Rewrite the stretch of the records below from the start through the line containing "x=362 y=180", changing every "photograph" to "image" and leaving all else unchanged. Leave the pictures out of your answer.

-- START OF Provided data --

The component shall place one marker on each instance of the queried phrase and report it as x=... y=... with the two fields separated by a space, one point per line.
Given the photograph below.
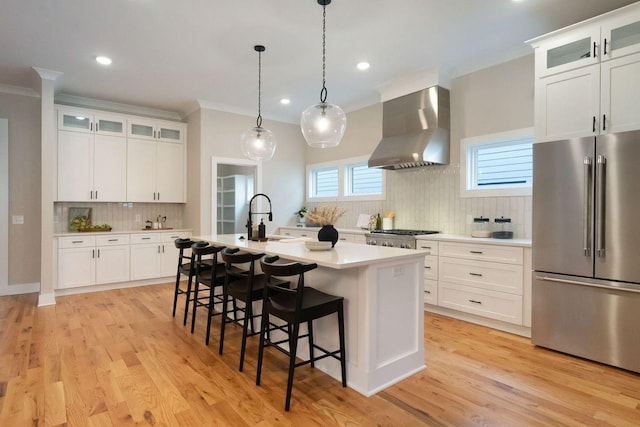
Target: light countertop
x=343 y=255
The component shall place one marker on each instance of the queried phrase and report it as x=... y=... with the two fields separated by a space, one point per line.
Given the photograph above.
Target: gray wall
x=23 y=113
x=496 y=99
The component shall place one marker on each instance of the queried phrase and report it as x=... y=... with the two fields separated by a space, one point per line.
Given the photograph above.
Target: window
x=345 y=180
x=497 y=165
x=324 y=182
x=362 y=180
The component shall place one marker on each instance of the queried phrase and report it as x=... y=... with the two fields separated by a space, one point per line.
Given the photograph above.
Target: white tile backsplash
x=119 y=217
x=428 y=198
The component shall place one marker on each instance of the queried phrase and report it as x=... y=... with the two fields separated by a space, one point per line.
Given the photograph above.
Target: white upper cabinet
x=92 y=158
x=87 y=121
x=588 y=77
x=108 y=157
x=156 y=130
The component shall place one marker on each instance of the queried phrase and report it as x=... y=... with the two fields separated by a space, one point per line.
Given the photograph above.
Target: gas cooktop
x=404 y=232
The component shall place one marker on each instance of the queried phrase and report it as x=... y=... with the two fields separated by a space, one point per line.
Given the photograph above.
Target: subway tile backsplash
x=428 y=198
x=120 y=218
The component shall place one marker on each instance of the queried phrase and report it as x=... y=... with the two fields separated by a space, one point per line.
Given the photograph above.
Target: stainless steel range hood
x=415 y=130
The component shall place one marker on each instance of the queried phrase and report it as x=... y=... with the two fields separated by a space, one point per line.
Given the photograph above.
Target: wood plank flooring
x=118 y=358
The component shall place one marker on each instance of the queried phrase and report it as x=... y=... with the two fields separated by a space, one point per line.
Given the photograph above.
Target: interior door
x=562 y=206
x=617 y=204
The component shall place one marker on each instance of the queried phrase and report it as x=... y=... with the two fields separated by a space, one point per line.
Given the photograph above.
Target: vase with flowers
x=326 y=217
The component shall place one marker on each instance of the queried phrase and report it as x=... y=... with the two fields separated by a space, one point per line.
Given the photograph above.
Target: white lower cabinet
x=153 y=255
x=92 y=260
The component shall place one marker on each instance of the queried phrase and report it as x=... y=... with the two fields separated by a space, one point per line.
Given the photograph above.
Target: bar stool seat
x=295 y=306
x=208 y=274
x=245 y=286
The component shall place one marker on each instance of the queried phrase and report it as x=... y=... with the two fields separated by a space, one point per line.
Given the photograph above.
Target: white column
x=48 y=158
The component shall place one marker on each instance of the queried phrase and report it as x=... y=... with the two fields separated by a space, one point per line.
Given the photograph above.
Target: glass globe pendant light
x=258 y=143
x=323 y=124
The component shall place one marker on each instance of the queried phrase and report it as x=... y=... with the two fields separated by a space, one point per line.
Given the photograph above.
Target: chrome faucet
x=249 y=222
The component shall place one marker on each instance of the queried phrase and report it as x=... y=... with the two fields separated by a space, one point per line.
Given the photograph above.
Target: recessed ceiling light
x=103 y=60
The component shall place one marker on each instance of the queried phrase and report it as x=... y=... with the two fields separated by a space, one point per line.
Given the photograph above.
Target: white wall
x=219 y=135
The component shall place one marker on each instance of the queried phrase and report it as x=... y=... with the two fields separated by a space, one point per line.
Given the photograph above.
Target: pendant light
x=258 y=143
x=323 y=124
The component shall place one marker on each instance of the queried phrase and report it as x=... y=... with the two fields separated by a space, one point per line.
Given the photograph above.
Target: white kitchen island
x=384 y=312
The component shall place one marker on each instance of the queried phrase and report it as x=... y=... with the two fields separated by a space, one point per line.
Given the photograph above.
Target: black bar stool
x=245 y=286
x=208 y=273
x=296 y=306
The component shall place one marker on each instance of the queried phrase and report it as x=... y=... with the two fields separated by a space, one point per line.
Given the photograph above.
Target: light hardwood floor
x=118 y=358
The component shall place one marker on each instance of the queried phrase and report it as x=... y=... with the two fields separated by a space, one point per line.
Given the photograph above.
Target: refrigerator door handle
x=593 y=285
x=586 y=208
x=601 y=162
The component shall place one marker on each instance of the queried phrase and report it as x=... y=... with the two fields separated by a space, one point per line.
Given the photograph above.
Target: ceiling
x=175 y=55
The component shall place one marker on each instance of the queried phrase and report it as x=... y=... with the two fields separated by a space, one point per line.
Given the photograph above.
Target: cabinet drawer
x=171 y=237
x=145 y=238
x=431 y=267
x=507 y=254
x=486 y=275
x=495 y=305
x=76 y=242
x=119 y=239
x=431 y=292
x=431 y=246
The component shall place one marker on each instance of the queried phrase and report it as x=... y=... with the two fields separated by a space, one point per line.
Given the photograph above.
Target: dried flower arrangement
x=327 y=215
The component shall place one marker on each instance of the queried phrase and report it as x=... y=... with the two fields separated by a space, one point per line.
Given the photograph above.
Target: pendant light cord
x=323 y=92
x=259 y=119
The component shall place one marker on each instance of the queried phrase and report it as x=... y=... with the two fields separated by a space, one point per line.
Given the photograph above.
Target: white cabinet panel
x=495 y=305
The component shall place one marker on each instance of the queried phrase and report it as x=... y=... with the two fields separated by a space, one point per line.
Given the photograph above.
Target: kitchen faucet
x=249 y=222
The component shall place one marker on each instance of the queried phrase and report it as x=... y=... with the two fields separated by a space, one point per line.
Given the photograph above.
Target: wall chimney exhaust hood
x=415 y=130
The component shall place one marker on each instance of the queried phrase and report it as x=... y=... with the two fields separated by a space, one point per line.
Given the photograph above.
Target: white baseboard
x=46 y=299
x=22 y=288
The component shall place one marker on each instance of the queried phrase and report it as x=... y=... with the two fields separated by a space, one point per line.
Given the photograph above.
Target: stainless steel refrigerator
x=586 y=248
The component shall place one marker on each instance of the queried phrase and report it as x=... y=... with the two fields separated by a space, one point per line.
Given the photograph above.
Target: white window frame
x=344 y=177
x=467 y=188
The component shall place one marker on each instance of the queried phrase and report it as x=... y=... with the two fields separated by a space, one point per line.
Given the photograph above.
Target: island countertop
x=343 y=255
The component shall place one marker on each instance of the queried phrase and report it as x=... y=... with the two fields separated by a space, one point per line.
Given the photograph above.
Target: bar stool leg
x=311 y=357
x=343 y=356
x=293 y=347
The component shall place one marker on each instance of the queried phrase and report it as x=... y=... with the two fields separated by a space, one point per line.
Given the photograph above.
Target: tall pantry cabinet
x=588 y=77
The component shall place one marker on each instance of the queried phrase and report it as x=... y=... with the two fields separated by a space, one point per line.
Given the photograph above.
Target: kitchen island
x=382 y=288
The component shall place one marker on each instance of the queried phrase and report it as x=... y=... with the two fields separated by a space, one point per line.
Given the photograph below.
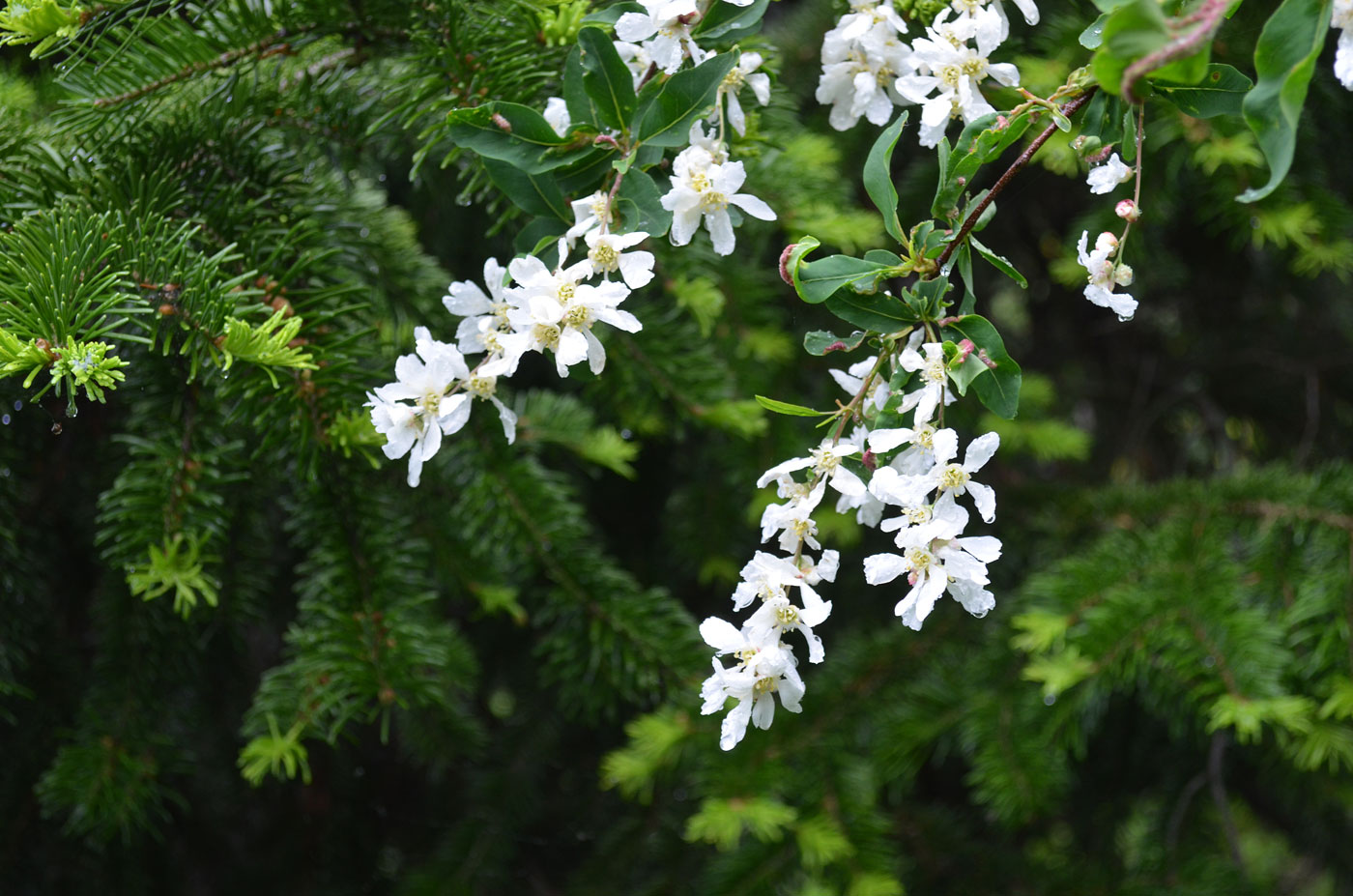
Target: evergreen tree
x=239 y=651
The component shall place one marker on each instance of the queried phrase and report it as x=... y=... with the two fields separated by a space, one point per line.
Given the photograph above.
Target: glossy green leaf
x=511 y=132
x=1000 y=263
x=611 y=15
x=981 y=142
x=728 y=22
x=1284 y=60
x=606 y=78
x=639 y=205
x=665 y=119
x=816 y=280
x=533 y=193
x=998 y=391
x=1221 y=92
x=1130 y=33
x=582 y=108
x=1093 y=34
x=792 y=410
x=824 y=342
x=878 y=176
x=873 y=311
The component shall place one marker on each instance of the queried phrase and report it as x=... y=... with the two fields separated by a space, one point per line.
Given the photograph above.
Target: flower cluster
x=868 y=68
x=920 y=479
x=528 y=307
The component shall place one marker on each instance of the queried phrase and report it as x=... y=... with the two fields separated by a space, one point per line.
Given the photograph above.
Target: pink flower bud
x=784 y=264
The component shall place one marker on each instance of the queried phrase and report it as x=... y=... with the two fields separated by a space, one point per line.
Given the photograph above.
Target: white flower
x=949 y=71
x=1105 y=178
x=825 y=462
x=794 y=520
x=667 y=22
x=1342 y=17
x=743 y=74
x=706 y=188
x=483 y=314
x=557 y=114
x=916 y=459
x=606 y=254
x=1102 y=271
x=590 y=213
x=933 y=382
x=554 y=310
x=956 y=479
x=936 y=561
x=762 y=670
x=423 y=379
x=868 y=509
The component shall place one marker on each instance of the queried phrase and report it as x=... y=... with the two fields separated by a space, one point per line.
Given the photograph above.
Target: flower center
x=919 y=560
x=954 y=477
x=827 y=460
x=604 y=256
x=713 y=200
x=577 y=317
x=547 y=334
x=482 y=386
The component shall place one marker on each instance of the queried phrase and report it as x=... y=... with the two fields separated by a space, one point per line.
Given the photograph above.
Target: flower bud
x=1106 y=243
x=784 y=263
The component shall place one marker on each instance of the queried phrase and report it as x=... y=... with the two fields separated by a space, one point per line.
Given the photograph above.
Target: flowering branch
x=1069 y=108
x=1207 y=17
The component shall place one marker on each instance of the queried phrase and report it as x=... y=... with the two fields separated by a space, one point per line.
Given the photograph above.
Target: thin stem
x=1206 y=20
x=1069 y=108
x=1137 y=186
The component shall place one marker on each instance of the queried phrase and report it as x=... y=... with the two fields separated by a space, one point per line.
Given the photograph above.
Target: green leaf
x=509 y=131
x=1093 y=36
x=824 y=342
x=582 y=108
x=1221 y=92
x=816 y=280
x=685 y=97
x=877 y=311
x=533 y=193
x=792 y=410
x=728 y=22
x=980 y=144
x=878 y=176
x=611 y=15
x=998 y=391
x=1000 y=263
x=1284 y=60
x=1132 y=31
x=606 y=78
x=639 y=205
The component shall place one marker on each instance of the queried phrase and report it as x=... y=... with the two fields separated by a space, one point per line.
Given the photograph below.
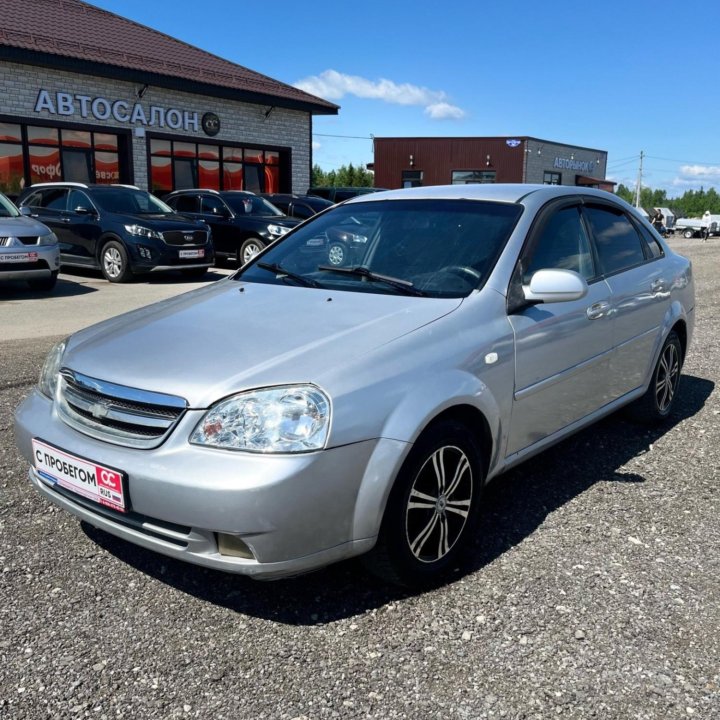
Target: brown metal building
x=412 y=162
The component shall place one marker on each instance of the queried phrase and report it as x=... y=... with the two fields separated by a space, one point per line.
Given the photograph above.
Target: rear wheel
x=657 y=402
x=46 y=283
x=432 y=509
x=114 y=262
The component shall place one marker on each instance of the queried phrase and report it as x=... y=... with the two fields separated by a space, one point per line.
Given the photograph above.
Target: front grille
x=6 y=241
x=116 y=413
x=15 y=267
x=185 y=237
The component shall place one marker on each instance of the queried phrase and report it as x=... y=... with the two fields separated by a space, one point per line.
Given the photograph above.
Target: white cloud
x=700 y=171
x=444 y=111
x=333 y=85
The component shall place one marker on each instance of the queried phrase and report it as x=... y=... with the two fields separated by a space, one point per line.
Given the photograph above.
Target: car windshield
x=130 y=201
x=252 y=205
x=435 y=248
x=7 y=209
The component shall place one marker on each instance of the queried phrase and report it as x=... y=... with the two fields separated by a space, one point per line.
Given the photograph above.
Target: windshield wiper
x=282 y=272
x=405 y=286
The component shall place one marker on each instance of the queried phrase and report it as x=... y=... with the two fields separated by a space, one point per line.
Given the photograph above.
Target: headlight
x=287 y=419
x=50 y=239
x=142 y=231
x=278 y=230
x=50 y=372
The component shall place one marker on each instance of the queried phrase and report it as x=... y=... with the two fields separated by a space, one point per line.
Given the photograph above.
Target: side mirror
x=548 y=286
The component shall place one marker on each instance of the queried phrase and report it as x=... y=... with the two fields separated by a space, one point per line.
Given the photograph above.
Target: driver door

-- END OF Provided data --

**Final result**
The component shall place one marker on each instance of the queried phrase and report it as x=... y=... with the two fields separated by a space, one point per line.
Given the image below.
Target: light countertop
x=343 y=255
The component shall place one marker on each instance of the queried phrase and report it as x=... y=... with the two fields separated by a space, one point per line.
Given the image above.
Target: gray wall
x=23 y=113
x=496 y=99
The component shall place one marker on each instance of the queried phrase and report it as x=... y=... with the two fields separated by a space, one point per line.
Given the image above.
Target: window
x=345 y=180
x=497 y=165
x=324 y=182
x=362 y=180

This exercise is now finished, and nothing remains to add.